Items from a dataset:
========

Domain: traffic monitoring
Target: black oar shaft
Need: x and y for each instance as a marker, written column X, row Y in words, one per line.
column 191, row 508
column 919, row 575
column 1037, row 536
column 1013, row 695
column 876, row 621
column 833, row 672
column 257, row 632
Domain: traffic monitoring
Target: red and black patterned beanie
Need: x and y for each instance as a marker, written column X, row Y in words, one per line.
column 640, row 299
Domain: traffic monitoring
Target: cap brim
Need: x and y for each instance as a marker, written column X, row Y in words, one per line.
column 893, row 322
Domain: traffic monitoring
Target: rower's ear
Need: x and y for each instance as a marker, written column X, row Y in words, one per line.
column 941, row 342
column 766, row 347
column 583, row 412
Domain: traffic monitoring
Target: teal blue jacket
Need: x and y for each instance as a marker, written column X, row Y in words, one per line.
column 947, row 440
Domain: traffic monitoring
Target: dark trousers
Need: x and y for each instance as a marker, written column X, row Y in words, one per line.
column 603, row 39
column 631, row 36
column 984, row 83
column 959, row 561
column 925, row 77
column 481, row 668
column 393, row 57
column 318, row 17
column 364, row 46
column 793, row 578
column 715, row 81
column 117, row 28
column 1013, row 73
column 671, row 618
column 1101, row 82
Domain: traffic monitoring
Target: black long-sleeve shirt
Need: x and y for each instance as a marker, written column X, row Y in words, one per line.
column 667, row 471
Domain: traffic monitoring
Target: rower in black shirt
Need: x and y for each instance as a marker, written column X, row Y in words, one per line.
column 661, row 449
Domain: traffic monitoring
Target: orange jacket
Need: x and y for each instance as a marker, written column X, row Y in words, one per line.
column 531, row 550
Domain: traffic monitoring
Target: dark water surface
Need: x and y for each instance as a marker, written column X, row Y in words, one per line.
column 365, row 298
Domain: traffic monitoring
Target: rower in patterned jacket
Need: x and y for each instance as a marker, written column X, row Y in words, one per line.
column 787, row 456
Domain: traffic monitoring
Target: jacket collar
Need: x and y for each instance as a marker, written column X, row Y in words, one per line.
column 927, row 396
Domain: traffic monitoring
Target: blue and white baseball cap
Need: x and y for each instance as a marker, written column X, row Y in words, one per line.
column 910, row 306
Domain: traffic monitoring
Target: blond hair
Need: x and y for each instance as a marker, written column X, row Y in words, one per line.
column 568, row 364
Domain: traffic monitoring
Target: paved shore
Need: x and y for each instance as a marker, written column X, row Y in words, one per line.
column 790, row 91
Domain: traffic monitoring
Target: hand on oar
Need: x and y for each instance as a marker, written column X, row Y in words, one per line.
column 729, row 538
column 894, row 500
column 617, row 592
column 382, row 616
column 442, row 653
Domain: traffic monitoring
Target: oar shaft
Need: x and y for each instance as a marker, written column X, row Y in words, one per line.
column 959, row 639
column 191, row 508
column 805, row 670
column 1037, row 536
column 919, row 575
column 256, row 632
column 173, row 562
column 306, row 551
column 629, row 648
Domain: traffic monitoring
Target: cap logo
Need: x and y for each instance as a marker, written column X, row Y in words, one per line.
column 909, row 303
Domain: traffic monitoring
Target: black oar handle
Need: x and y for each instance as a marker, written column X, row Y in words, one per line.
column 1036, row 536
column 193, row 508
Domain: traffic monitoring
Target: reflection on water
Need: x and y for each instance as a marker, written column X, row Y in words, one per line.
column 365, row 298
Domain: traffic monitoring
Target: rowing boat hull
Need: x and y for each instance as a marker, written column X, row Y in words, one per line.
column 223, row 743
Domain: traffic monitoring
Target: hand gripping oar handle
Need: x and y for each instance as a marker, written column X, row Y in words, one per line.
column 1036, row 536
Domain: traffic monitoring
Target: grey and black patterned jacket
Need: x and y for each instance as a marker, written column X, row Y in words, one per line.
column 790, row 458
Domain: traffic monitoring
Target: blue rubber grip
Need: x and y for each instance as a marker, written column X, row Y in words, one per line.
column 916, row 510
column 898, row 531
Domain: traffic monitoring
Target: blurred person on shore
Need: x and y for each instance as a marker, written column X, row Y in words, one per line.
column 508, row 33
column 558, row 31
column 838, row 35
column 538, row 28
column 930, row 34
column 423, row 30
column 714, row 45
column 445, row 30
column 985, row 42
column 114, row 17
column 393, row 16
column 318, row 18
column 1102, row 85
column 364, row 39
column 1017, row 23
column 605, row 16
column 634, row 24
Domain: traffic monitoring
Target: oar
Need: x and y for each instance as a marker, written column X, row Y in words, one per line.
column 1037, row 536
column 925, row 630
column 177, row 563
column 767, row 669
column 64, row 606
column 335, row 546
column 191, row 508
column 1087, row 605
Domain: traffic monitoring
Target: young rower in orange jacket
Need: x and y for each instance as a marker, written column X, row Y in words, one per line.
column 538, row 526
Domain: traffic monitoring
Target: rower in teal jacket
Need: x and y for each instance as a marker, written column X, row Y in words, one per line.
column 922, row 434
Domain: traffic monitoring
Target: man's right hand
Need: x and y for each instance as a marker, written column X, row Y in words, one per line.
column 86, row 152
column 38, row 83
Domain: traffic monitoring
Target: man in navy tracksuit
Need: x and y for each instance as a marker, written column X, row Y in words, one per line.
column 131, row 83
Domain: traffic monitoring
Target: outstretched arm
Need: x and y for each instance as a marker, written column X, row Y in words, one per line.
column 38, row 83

========

Copy every line of the listing above word for word, from start to finish.

Solved problem:
Domain: traffic monitoring
Target: black oar shaft
Need: x and y for each instance as a marker, written column X, row Y in words, one per line.
column 191, row 508
column 919, row 575
column 1037, row 536
column 1013, row 695
column 876, row 621
column 833, row 672
column 257, row 632
Domain: traffic monitoring
Target: red and black patterned beanie
Need: x and y for each instance as a marker, written column X, row Y in words, one per line.
column 640, row 299
Domain: traffic monitoring
Target: cap brim
Need: x and y for each instance as a marker, written column X, row Y in words, one per line.
column 893, row 322
Domain: traffic monitoring
Target: rower's ear
Need: x and y for each instance as a marker, written column X, row Y in words, one per line.
column 941, row 342
column 766, row 347
column 583, row 412
Domain: traffic monitoring
Target: teal blue jacket
Need: x and y for each instance as a marker, written column X, row Y in words, one per line.
column 947, row 440
Domain: traffic monitoring
Target: dark trousers
Need: x and y for each instance as a marker, written column X, row Y in words, one per line.
column 603, row 39
column 631, row 36
column 984, row 83
column 959, row 561
column 925, row 77
column 481, row 668
column 393, row 57
column 318, row 17
column 364, row 46
column 793, row 578
column 715, row 81
column 117, row 28
column 1013, row 73
column 671, row 618
column 1101, row 82
Domain: traffic monitoring
Target: black long-sleeve shirt
Need: x and y for each instance as a marker, written column X, row Y in words, one per line.
column 667, row 471
Domain: traffic monitoring
Target: rower in black shirt
Need: x and y for each instance as a marker, written column X, row Y in words, one per line.
column 661, row 449
Domain: traffic monitoring
Target: orange jacket
Need: x and y for each instance as a marker, written column X, row Y in words, one per line.
column 531, row 550
Domain: traffic monitoring
Target: dark water surface
Need: x and y for each instance as a marker, written column X, row Y in words, one per line.
column 365, row 298
Domain: traffic monitoring
Target: rower in patterned jacket
Need: x and y for each instance as a marker, written column X, row Y in words, one per line.
column 787, row 456
Domain: traffic monitoring
Target: jacket collar
Need: x and y for each instance as a marker, written column X, row Y in words, one per line.
column 927, row 396
Domain: traffic monitoring
Target: blue and white baseball cap
Need: x and y for each instance as a marker, written column X, row Y in words, one per line.
column 910, row 306
Domain: traffic monitoring
Target: blond hair
Need: x and y for each instance as a marker, written column X, row Y in words, one per line.
column 568, row 364
Domain: traffic monitoring
Target: paved shore
Need: x and y for each instance as a marker, written column X, row Y in words, one per line.
column 790, row 91
Domain: traffic monitoring
Target: hand on oar
Need: x and y for each instance as a marker, written column X, row Y in words, one per line.
column 729, row 538
column 894, row 500
column 617, row 592
column 382, row 616
column 442, row 653
Domain: traffic monitoring
Target: oar shaft
Need: x and y for each instance as a marker, written column X, row Y in words, one per line.
column 959, row 639
column 191, row 508
column 805, row 670
column 1037, row 536
column 919, row 575
column 256, row 632
column 173, row 562
column 306, row 551
column 629, row 648
Domain: traffic monitoring
Target: cap logo
Need: x and y for each instance as a marker, written column X, row Y in words, one per line.
column 909, row 303
Domain: traffic monitoring
Target: black oar handle
Need: x and y for each instance as a marker, written column X, row Y in words, one per line.
column 1036, row 536
column 193, row 508
Domain: traffic monitoring
Target: reflection on water
Need: x and y for each instance as a marker, written column X, row Y in words, one per line.
column 365, row 298
Domain: traffic monitoring
Target: rowing boat hull
Need: x and y for each instance as a marker, written column X, row Y in words, one per line.
column 223, row 743
Domain: traffic monitoring
Target: hand gripping oar handle
Need: x and y for each instance as a marker, written column X, row Y in words, one per line.
column 1036, row 536
Domain: traffic monitoring
Target: grey and black patterned jacket
Need: x and y for each instance as a marker, written column X, row Y in words, one per line.
column 790, row 458
Domain: traffic monitoring
Target: blue rubber grip
Need: x and y for each instance as a marker, written column X, row Y in words, one per line.
column 916, row 510
column 898, row 531
Domain: traffic monitoring
Target: blurred person on shore
Need: x and y for each instance as a marker, written column X, row Y in words, one per line.
column 508, row 33
column 558, row 31
column 838, row 35
column 538, row 28
column 930, row 34
column 423, row 30
column 714, row 45
column 445, row 30
column 985, row 42
column 114, row 17
column 393, row 16
column 318, row 18
column 1102, row 85
column 364, row 39
column 1017, row 23
column 605, row 16
column 634, row 24
Domain: traffic monitoring
Target: oar
Need: x and y for each instance as a marker, written column X, row Y in words, one per line.
column 1037, row 536
column 925, row 630
column 177, row 563
column 767, row 669
column 64, row 606
column 335, row 546
column 191, row 508
column 1087, row 605
Domain: traffic monitoring
Target: young rower in orange jacket
Need: x and y for each instance as a marker, written column X, row Y in words, one per line.
column 538, row 526
Domain: traffic monitoring
Target: rower in teal jacket
Need: x and y for each instance as a marker, written column X, row Y in words, one per line.
column 922, row 434
Domain: traffic monitoring
Target: man's right hand
Need: x and y for each instance as a marker, written column X, row Y in words, one per line.
column 86, row 152
column 38, row 83
Domain: traffic monitoring
Target: man in navy tracksuit
Need: x and y for each instance as a marker, written column X, row Y in words, one per line.
column 131, row 83
Domain: traffic monitoring
Target: outstretched arm
Need: x and y for each instance as a marker, written column X, row Y in words, one per line.
column 38, row 83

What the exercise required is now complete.